_What the task requires_:
Starting at the line that contains "Check that every instance of the cloudy", repeat each line exactly until the records end, keeping both the first and the last.

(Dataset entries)
○ ○ ○ ○ ○

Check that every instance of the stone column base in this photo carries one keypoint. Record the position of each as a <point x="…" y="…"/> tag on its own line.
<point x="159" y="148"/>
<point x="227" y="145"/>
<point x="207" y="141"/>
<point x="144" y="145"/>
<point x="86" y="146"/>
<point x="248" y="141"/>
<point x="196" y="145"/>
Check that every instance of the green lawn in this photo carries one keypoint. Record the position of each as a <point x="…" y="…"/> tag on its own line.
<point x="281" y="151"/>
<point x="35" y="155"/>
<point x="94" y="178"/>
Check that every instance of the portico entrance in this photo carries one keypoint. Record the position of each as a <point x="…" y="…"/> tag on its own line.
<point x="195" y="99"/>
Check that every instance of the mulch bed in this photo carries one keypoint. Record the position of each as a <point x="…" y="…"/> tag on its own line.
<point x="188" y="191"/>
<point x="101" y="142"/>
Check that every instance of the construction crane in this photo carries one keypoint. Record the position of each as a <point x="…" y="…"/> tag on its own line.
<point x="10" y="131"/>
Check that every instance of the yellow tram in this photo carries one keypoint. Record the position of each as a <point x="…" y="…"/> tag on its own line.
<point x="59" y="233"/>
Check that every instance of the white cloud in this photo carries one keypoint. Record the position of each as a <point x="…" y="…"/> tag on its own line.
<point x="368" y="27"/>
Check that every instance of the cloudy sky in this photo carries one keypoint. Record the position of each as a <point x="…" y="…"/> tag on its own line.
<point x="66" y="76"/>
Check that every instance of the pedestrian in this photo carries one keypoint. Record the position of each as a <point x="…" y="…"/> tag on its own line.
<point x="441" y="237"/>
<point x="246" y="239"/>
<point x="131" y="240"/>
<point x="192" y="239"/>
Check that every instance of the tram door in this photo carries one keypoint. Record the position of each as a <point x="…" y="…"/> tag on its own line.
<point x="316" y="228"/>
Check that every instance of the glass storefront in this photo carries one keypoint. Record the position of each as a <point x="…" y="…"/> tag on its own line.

○ ○ ○ ○ ○

_Output_:
Check that every instance of the cloudy sky in this photo carries one keypoint. Record the position of each as a <point x="…" y="…"/> tag on its own line.
<point x="66" y="76"/>
Check that every instance of the pedestrian in this photo carries one keypoint. Record the position of each as a <point x="…" y="…"/> tag on its own line.
<point x="441" y="237"/>
<point x="246" y="239"/>
<point x="131" y="240"/>
<point x="192" y="239"/>
Check that every instance of the tram door in this photo carries one keypoint. Record the position of each as a <point x="…" y="…"/> tag on its own line.
<point x="316" y="228"/>
Check that every instance of the glass storefront in this photo carries one keypoint. Record the position of each as a <point x="…" y="…"/> tag on its own line.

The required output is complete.